▶ **Text block**
———
Since we are using stock returns, the values will always range from negative to positive, and the full range is of interest to us. Therefore, we will use a diverging color palette. type="div"
tells scale_fill_distiller
that we want a color palette that ranges from a dark shade of one color to a dark shade of another - in other words, a diverging palette. As you can see in the calendar heatmap, darker blue represents greater positive daily returns, whereas darker red represents greater negative returns.
palette=7
is the red to blue palette, which is appropriate here since negative returns are typically seen as bad, and positive good (a red to green may have been more appropriate considering this)
na='white'
tells scale_fill_distiller to fill with white any days with NA values. This will be the first value (January 2) since an NA was introduced when we calculated returns (the first date has no prior date to substract the price from).
limits=c(-.055, .055)
sets the boundaries of the color range. Since all values of returns fall within this range, and we want 0 to be white, I’ve set this manually.
labels=percent
uses the percent
function from the scales
package to convert the returns to percent format on the legend.
direction=1
indicates the direction of the colors. direction=-1
would run from blue to red
facet_grid
The facet_grid
function, in ggplot, is what splits the figure up into two year rows and 12 month columns: year~month
.
scales="free"
allows each month section to show only the week numbers that are present for that month, and not the full 52 of the year repeated for each month.
Summary
We now have a calendar heatmap of daily stock returns for the SPY ETF across 2018 and 2019. We can easily see that no weekday patterns are present, that there was a high degree of volatility from October through early January, and that February 5 and 8 were brutal days for this ETF (and the market in general since it tracks the S&P 500).
———
▶ **Complete the following**
[1] Answer these from the calendar heatmap text:
(a) Which color shows greater positive daily returns?
(b) How many rows and columns does facet_grid split the figure into?
(c) Which two February days does the summary call brutal for the ETF?
[2] Write a continuation of the calendar heatmap text that picks up after its last sentence.
———
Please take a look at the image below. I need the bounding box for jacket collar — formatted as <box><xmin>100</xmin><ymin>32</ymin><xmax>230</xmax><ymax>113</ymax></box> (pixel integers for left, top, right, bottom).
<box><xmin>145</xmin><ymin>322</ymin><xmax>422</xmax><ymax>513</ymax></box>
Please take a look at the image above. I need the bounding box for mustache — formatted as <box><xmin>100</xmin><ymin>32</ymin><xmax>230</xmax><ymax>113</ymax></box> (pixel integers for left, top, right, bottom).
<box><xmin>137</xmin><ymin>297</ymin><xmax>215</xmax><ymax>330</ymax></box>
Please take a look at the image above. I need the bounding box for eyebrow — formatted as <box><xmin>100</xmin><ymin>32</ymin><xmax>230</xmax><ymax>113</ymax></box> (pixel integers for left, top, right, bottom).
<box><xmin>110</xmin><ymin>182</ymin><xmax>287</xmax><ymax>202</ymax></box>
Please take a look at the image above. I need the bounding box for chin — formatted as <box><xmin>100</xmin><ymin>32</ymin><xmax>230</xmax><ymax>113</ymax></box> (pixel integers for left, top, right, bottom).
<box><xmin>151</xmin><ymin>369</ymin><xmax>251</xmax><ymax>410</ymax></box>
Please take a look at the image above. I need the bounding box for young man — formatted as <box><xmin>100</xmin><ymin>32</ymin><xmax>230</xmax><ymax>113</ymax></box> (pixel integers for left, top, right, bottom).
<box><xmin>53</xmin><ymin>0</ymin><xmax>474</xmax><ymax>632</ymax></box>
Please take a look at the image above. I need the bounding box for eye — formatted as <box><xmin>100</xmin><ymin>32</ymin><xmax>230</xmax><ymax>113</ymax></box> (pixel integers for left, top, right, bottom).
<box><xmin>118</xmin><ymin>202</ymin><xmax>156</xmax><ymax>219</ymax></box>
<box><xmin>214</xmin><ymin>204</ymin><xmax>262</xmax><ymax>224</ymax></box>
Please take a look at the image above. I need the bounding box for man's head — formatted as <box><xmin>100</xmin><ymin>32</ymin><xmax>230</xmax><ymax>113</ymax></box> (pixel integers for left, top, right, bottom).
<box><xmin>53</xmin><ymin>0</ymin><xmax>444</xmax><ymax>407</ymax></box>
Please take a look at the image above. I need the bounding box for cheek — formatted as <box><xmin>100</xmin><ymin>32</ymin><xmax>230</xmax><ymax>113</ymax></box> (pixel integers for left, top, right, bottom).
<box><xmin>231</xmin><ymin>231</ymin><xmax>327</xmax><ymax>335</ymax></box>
———
▶ **Task results**
[1]
(a) Darker blue.
(b) Two year rows and 12 month columns.
(c) February 5 and 8.

[2]
Calendar heatmaps can be a great way of displaying your data if you want others to be able to easily note precise values at the day level as well as to detect patterns across the week, month, and year in a timeseries. With the flexibility of ggplot and other tidyverse packages, this can be applied to a wide variety of data sets, addressing many different goals.
The code:
library(tidyverse)
library(lubridate)
library(quantmod)
library(scales)
library(zoo)
library(kableExtra)
stock_xts <- getSymbols("SPY", auto.assign = FALSE, from="2018-01-01")
stock_df <- fortify.zoo(stock_xts)
stock_df %>%
mutate(year = year(Index),
month = month(Index, label = TRUE),
wkday = fct_relevel(wday(Index, label=TRUE),
c("Mon", "Tue","Wed","Thu","Fri","Sat","Sun")
),
day = day(Index),
wk = format(Index, "%W"),
returns = (.[[5]] - lag(.[[5]]))/lag(.[[5]])) %>%
select(year, month, wkday, day, wk, returns) %>%
ggplot(aes(wk, wkday, fill=returns)) +
geom_tile(color='black') +
geom_text(aes(label=day), size=3) +
labs(x='',
y='',
title="SPY") +
scale_fill_distiller(type="div"
,palette=7
,na.value = 'white'
,limits=c(-.055, .055)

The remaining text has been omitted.